* _SELECTED TEXT_:
# # # # #
Anti-microbial study
Growth and maintenance of test microorganism for anti-microbial studies
Gram negative Bacterial cultures Escherichia coli (ATCC. No. 25922), Pseudomonas aerogenosa (ATCC. No. 25619), Klebsiella tribatta (ATCC. No. 27736) and Proteus vulgaris (ATCC. No. 33420) and gram positive bacterial culture Staphylococcus aureus (ATCC. No. 51740), Streptococcus pneumoniae (ATCC. No. 27336), and Closteridium pefrigens (ATCC. No. 13124), and fungal cultures of Candida albicans (ATCC. No. 66027) were obtained from American Type Culture Collection centre through Boss clinical Laboratory, Madurai, India. The bacteria were maintained on Muller Hinton Agar medium (MHA) at conditions, 37 °C and fungus was maintained on Potato Dextrose Agar (PDA) at 28 °C [20].
Preparation of inoculum
The bacterial cultures were pre-cultured in nutrient broth, overnight in a rotary shaker at 37 °C, centrifuged at 10,000 rpm for 5 min. Pellet was suspended in double distilled water and the cell density was standardized spectrophotometrically (A610 nm)[38]. The fungal inoculum Candida albicans was prepared from 5 to 10 day old culture grown on Potato dextrose agar medium. The Petri dishes were flooded with 8 to 10 ml of distilled water and the conidia were scraped using sterile spatula. The spore density of each fungus was adjusted with spectrophotyometer (A595 nm) to obtain a final concentration o f approximately 1 0 5 s p o r e s/ml [21].
Procedure for anti-bacterial activity
Minimum inhibitory concentration study by disc diffusion method [22]
Sterile Muller Hinton agar plates were prepared. The broth cultured as the plate using sterile cotton swabs. The filter paper discs 6 mm diameter (Whatmann’s No.1 filter paper) were prepared and sterilized. The synthesized compounds to be tested, were prepared in distilled water and were added at different concentrations (100 µg/ml, 50 µg/ml and 25 µg/ml) to each disc of holding capacity (10 µl). The sterile impregnated disc with compounds was placed on the agar surface with flamed forceps and gently passed down to ensure complete contact of the disc with an agar surface. A loop full of the organisms previously diluted to 10 6 cfu/ml was also used to inoculate the plates which were incubated at 37 °C for 24 h. After incubation, the size (diameter) of the inhibition zones was measured.
# # # # #
* _PROVIDED MATERIAL_:
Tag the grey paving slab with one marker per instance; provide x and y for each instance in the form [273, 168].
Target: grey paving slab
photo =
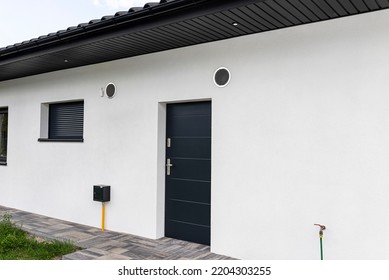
[108, 245]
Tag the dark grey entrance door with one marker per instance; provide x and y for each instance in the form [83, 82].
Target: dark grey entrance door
[188, 172]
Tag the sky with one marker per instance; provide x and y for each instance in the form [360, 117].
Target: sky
[22, 20]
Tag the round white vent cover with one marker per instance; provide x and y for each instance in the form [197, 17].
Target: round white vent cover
[222, 77]
[110, 90]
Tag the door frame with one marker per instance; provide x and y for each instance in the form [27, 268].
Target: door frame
[161, 158]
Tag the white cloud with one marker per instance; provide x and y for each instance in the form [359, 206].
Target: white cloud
[119, 4]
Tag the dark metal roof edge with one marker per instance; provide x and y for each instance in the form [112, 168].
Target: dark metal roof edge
[131, 21]
[133, 14]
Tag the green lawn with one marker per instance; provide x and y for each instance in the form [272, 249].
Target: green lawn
[16, 244]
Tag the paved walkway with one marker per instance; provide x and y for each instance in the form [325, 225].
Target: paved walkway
[109, 245]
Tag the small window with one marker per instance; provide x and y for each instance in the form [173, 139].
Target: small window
[3, 135]
[64, 122]
[222, 77]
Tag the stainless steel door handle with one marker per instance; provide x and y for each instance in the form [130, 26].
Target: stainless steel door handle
[168, 166]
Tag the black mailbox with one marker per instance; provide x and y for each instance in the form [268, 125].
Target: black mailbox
[101, 193]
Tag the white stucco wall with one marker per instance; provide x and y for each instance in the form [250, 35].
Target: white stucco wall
[300, 136]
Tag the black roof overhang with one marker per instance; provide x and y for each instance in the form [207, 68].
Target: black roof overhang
[167, 25]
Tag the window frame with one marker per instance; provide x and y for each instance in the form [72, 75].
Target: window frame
[3, 159]
[46, 122]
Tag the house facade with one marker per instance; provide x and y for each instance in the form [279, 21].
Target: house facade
[241, 142]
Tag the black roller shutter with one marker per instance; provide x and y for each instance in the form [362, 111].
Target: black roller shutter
[66, 120]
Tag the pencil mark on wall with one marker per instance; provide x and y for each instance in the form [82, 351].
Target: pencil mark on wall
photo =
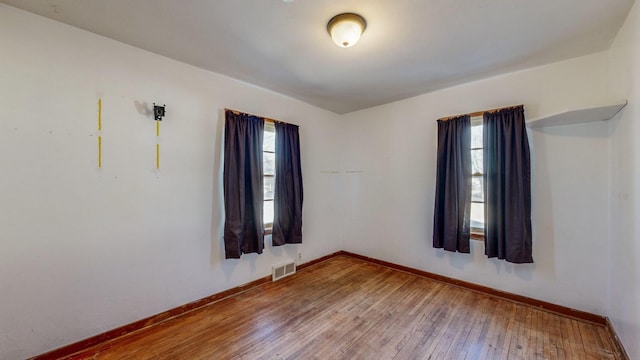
[143, 108]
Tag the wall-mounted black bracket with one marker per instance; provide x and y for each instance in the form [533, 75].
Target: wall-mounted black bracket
[158, 112]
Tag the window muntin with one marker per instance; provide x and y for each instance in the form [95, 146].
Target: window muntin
[477, 171]
[269, 172]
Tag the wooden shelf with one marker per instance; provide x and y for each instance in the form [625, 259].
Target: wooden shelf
[598, 113]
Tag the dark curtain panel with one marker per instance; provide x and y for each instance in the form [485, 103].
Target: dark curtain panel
[287, 220]
[451, 221]
[507, 186]
[243, 185]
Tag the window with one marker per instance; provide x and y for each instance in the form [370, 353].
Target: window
[269, 172]
[477, 188]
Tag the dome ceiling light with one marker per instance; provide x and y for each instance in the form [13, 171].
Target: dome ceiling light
[345, 29]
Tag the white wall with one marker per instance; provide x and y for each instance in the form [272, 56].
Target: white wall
[85, 250]
[390, 168]
[624, 234]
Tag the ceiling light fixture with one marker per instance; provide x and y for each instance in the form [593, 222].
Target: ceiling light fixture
[345, 29]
# # # # #
* _REQUIRED ACTION 1_:
Using the anti-microbial study text, answer the following questions. Mark each answer (a), (b) or (c) to match its question.
(a) On what medium, and at what temperature, was the fungus maintained?
(b) At what speed, and for how long, were the bacterial cultures centrifuged?
(c) What diameter were the filter paper discs?
* _REQUIRED ACTION 2_: Turn the paragraph of the anti-microbial study text that begins "Gram negative Bacterial cultures" into a short list, keeping its main facts.
* _REQUIRED ACTION 3_: Write a continuation of the anti-microbial study text, starting after its final sentence.

* _ANSWER SPACE 1_:
(a) On Potato Dextrose Agar (PDA) at 28 °C.
(b) At 10,000 rpm for 5 min.
(c) 6 mm.

* _ANSWER SPACE 2_:
- Gram negative bacterial cultures: Escherichia coli (ATCC. No. 25922), Pseudomonas aerogenosa (ATCC. No. 25619), Klebsiella tribatta (ATCC. No. 27736) and Proteus vulgaris (ATCC. No. 33420).
- Gram positive bacterial cultures: Staphylococcus aureus (ATCC. No. 51740), Streptococcus pneumoniae (ATCC. No. 27336) and Closteridium pefrigens (ATCC. No. 13124).
- Fungal culture: Candida albicans (ATCC. No. 66027).
- Source: American Type Culture Collection centre, through Boss clinical Laboratory, Madurai, India.
- Maintenance: the bacteria were kept on Muller Hinton Agar medium (MHA) at 37 °C, and the fungus on Potato Dextrose Agar (PDA) at 28 °C.

* _ANSWER SPACE 3_:
Zone of inhibition study [23]
The discs have been prepared from Whatmann filter paper No. 1 with 4 mm diameter and sterilized at 160 ºC for 30 min. The test samples of flavonol derivatives were tested by the disc diffusion method. (100 µg/ml) concentration of the test sample was prepared by reconstituting with distilled water. The suspension of the test microorganisms 10 µl (106 cells/ml) was seeded into the respective medium by the spread plate method using sterilized cotton swab, with the 24 h cultures of bacteria growth in Muller Hinton agar media. After solidification, the filter paper discs were impregnated with the test samples and placed on test organism-seeded plates by sterilized forceps.
Compounds were screened against gram negative bacterial cultures and gram positive bacterial cultures. Amikacin (100 μg/ml) was used as a positive control and distilled water (100 μg/ml) used as negative control. The antibacterial assay plates were incubated at 37 °C for 24 h. The width of growth inhibition zones was measured with transparent ruler in millimeter and rounded off to the nearest whole numbers (mm) for analysis. These studies were performed in triplicate.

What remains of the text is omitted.